• **Exercise aim**
Across the following data, state how many lines include the word "Target". Provide the number alone.

• **Exercise inputs**
↓

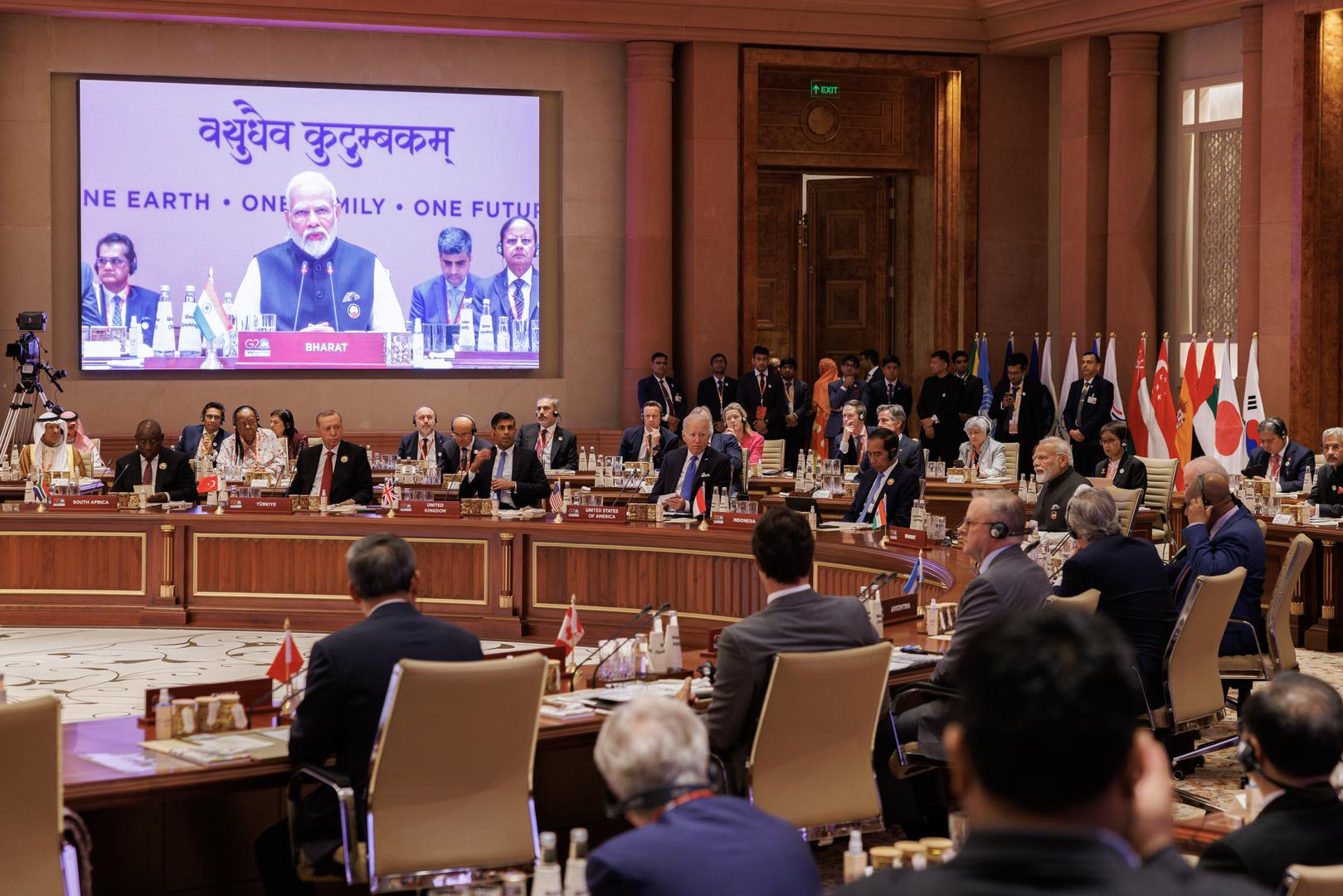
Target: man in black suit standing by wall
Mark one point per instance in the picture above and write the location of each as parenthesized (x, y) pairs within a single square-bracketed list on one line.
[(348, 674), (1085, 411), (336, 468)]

↑
↓

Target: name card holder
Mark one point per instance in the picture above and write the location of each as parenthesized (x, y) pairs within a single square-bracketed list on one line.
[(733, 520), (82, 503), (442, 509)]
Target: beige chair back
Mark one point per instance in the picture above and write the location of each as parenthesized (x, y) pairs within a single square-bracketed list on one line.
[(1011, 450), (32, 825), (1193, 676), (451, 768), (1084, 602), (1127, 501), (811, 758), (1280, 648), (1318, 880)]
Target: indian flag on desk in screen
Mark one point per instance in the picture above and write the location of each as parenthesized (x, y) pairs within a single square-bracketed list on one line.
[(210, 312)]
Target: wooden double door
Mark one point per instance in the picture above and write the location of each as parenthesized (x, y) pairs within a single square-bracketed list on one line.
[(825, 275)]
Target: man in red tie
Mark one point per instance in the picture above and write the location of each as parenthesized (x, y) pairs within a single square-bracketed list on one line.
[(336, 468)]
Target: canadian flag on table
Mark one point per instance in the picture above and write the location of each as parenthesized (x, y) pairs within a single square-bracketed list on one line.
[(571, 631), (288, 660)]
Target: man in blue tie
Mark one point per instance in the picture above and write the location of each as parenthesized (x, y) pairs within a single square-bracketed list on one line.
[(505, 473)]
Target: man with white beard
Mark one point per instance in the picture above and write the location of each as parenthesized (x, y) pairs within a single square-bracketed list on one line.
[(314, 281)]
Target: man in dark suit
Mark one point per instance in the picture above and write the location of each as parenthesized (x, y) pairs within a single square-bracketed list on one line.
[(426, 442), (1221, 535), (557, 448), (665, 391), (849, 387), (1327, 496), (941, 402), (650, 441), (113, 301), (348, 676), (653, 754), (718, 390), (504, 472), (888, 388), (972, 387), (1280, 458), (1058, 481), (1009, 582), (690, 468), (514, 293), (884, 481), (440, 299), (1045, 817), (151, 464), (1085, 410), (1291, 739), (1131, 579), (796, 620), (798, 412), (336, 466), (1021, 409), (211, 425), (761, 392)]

↑

• **Task output**
10